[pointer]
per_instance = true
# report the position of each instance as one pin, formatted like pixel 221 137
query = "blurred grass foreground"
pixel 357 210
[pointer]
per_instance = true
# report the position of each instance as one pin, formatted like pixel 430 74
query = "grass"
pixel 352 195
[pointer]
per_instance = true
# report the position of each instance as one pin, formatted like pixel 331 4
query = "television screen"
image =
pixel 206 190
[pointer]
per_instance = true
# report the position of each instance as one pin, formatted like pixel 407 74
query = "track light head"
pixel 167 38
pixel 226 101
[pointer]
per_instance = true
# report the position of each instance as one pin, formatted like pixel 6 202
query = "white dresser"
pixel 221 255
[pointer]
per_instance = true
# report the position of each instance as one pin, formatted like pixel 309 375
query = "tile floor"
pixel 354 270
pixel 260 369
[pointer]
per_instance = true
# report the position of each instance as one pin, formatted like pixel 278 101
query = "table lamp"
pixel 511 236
--
- [WHAT TO PRODUCE]: Print all of the records above line for line, without changing anything.

- [EXERCISE RESULT]:
[pointer]
per_instance = true
# report the position of each instance as one pin, formatted like pixel 221 137
query = "blurred grass foreground"
pixel 357 210
[pointer]
per_instance = true
# report the position of each instance as one pin, formatted like pixel 430 74
query = "grass"
pixel 352 195
[pointer]
per_instance = true
# report the position of each instance as one pin, formatted like pixel 331 4
query = "television screen"
image =
pixel 206 190
[pointer]
per_instance = true
# report the position of each instance as one pin, formatted like pixel 407 74
query = "track light head"
pixel 167 38
pixel 226 101
[pointer]
per_instance = true
# report the position of each instance as one pin, formatted like pixel 6 202
query = "white dresser"
pixel 221 255
[pointer]
per_instance = true
# report the position of each instance as one pin, formatted like pixel 309 375
query = "tile floor"
pixel 354 270
pixel 260 369
[pointer]
per_instance = true
# report the position of each instance as one pin, formatted like pixel 278 101
query = "table lamp"
pixel 511 236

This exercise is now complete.